*GIVEN PROBLEM*
Report every line in the records below that contains the word "window", matching case exactly.

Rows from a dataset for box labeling

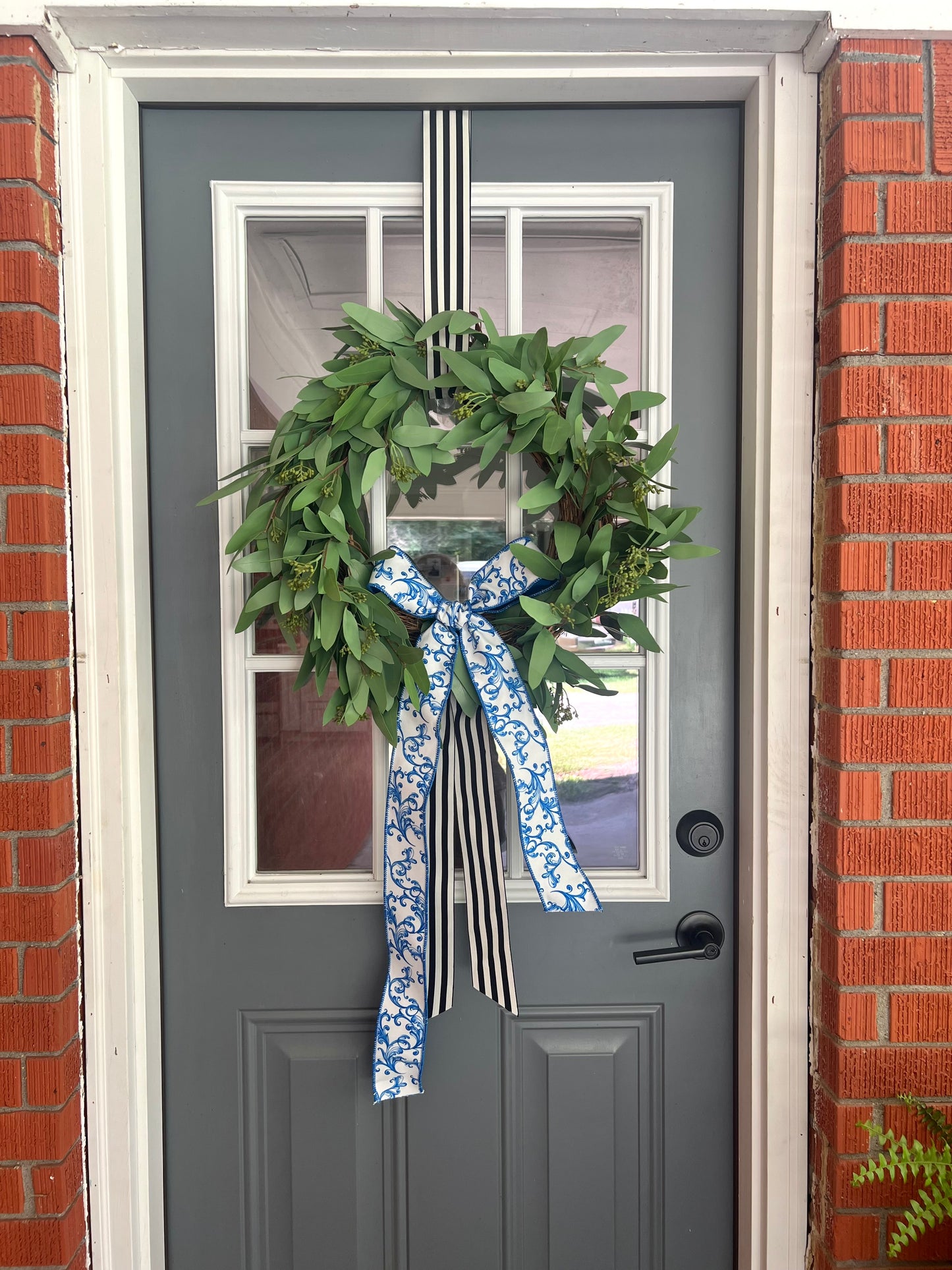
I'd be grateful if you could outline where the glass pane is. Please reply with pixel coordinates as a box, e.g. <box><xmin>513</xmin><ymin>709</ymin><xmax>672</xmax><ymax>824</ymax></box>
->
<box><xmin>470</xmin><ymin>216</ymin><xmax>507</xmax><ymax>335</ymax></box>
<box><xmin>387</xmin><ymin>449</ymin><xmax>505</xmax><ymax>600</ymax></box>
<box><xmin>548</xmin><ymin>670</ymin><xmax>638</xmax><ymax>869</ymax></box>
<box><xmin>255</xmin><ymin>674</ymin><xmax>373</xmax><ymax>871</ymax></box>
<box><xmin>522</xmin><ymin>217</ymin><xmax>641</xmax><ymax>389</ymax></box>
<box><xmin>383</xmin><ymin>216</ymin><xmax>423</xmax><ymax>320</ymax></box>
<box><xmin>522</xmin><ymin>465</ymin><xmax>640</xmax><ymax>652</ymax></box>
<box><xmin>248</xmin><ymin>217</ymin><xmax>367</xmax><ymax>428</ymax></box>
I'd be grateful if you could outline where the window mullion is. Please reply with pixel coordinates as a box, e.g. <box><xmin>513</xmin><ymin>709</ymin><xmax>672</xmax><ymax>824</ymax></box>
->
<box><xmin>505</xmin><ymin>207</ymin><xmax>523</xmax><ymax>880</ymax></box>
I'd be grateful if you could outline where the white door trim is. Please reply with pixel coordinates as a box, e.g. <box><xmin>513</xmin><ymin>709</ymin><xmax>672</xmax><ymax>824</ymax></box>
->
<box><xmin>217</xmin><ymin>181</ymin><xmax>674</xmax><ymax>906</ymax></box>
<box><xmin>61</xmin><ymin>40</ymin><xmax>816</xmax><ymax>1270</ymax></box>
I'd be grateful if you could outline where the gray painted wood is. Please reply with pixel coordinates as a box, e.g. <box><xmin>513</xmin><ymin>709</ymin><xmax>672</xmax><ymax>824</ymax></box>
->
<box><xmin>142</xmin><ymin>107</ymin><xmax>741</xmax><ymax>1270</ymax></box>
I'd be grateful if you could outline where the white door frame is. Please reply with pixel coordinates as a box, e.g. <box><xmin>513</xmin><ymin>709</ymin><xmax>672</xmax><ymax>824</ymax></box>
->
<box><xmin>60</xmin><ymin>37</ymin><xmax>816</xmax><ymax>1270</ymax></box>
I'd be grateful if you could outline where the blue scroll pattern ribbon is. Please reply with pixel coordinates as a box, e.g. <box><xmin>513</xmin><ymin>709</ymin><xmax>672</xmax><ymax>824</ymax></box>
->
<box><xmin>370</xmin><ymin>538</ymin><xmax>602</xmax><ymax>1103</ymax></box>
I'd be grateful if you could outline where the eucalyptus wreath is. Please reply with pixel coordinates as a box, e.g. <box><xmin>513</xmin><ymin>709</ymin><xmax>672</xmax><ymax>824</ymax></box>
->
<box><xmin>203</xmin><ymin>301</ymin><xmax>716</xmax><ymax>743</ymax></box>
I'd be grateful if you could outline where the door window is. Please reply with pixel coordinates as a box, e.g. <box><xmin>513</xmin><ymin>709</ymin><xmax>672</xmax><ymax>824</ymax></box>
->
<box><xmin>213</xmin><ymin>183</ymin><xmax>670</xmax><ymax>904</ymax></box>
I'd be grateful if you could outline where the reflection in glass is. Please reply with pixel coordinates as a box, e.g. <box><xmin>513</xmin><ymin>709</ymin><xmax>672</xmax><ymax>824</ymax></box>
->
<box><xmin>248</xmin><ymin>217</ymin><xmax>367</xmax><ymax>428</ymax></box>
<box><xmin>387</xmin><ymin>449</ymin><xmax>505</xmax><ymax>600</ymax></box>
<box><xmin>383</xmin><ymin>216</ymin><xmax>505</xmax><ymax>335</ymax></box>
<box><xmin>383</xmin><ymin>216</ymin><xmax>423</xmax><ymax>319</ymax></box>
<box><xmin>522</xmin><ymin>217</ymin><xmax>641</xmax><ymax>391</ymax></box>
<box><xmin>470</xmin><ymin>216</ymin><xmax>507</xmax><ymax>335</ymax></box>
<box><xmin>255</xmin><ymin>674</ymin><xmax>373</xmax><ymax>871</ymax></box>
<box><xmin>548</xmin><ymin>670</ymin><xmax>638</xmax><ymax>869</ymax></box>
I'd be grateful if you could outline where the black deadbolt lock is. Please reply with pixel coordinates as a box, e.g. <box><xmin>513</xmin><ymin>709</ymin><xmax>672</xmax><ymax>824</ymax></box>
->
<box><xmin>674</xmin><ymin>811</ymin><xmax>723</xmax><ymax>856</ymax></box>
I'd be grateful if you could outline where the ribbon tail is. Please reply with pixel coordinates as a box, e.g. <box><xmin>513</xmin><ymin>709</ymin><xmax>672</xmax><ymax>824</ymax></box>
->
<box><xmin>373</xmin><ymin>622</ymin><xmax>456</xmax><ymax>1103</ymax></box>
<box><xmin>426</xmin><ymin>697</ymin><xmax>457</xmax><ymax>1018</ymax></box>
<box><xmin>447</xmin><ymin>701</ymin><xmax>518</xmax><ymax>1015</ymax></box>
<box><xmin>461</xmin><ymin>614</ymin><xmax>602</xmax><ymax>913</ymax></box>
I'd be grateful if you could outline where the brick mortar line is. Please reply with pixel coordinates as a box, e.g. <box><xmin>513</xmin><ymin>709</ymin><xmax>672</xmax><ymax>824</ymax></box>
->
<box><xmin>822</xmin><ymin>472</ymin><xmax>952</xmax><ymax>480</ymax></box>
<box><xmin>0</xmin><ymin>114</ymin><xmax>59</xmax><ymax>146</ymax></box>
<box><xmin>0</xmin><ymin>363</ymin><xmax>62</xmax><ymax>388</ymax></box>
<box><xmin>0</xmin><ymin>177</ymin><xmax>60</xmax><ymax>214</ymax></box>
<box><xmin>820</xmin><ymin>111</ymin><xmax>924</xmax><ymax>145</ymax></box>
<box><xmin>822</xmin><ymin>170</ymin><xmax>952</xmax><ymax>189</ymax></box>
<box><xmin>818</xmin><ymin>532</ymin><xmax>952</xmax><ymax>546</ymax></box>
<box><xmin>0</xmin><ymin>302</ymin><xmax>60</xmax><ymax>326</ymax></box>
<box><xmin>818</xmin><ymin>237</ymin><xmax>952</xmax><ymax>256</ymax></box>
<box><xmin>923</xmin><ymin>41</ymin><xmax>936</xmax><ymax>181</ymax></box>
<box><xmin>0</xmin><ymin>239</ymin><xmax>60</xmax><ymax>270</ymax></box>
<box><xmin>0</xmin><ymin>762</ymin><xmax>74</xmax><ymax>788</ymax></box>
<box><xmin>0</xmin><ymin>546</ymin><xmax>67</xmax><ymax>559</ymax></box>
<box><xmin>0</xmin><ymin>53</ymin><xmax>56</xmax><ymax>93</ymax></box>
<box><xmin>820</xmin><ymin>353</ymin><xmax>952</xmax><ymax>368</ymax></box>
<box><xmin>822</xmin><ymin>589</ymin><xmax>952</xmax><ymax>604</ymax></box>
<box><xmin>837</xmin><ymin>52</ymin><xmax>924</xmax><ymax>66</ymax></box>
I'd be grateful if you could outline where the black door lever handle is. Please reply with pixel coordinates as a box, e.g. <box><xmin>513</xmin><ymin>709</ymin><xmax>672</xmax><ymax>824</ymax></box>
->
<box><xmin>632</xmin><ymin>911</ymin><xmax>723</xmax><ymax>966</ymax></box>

*SOLVED PROBLEM*
I'd be grateful if you could outline where the window mullion is. Please reply with pixel coordinates as a box, e.g. <box><xmin>513</xmin><ymin>709</ymin><xmax>672</xmax><ymax>824</ymax></box>
I'd be grateful if you could outline where the door window is. Please reply with pixel coordinates as a box, e.g. <box><xmin>513</xmin><ymin>709</ymin><xmax>672</xmax><ymax>824</ymax></box>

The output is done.